Task objective = Wherever the line with "Phrase: dark background vegetation" sits in the listing below, transcribe from it up to and including the line with "green polo shirt.", exactly, and leave the remaining lines out.

Input data =
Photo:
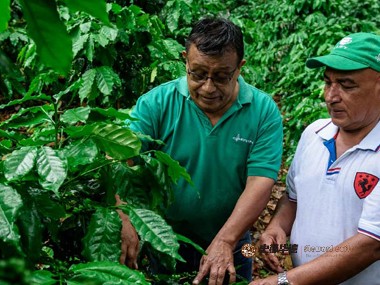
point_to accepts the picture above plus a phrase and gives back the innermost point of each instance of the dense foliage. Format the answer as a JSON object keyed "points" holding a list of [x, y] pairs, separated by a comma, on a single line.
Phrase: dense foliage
{"points": [[70, 71]]}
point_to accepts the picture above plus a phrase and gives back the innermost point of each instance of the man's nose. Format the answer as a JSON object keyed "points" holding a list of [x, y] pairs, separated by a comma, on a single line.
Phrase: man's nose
{"points": [[209, 85], [332, 93]]}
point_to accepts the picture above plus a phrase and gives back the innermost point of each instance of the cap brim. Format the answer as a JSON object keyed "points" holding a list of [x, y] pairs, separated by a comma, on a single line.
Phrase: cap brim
{"points": [[335, 62]]}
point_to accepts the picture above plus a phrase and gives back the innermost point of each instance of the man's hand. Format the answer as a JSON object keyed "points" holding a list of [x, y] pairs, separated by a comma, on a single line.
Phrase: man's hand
{"points": [[216, 263], [272, 280], [272, 236], [129, 239]]}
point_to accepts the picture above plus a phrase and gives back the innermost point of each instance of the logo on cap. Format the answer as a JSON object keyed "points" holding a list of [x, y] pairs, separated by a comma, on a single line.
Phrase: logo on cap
{"points": [[343, 42]]}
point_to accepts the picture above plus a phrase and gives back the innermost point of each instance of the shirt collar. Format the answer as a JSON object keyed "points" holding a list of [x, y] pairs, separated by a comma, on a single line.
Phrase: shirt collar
{"points": [[371, 141]]}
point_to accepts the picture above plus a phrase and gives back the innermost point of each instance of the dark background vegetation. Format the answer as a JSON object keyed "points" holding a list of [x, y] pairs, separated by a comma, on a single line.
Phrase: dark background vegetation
{"points": [[65, 65]]}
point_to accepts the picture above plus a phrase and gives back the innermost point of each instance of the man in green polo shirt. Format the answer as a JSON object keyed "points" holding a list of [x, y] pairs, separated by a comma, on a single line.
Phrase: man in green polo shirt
{"points": [[228, 135]]}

Answer to the exercise =
Phrase: dark background vegetation
{"points": [[65, 65]]}
point_to accepts the picture above plus a phrase and gives back the innermost point of each instance of the man in green polo shirt. Format the answer as a JSON object keyed "points" holding a list of [x, y] pairs, separated by a comma, on a single line.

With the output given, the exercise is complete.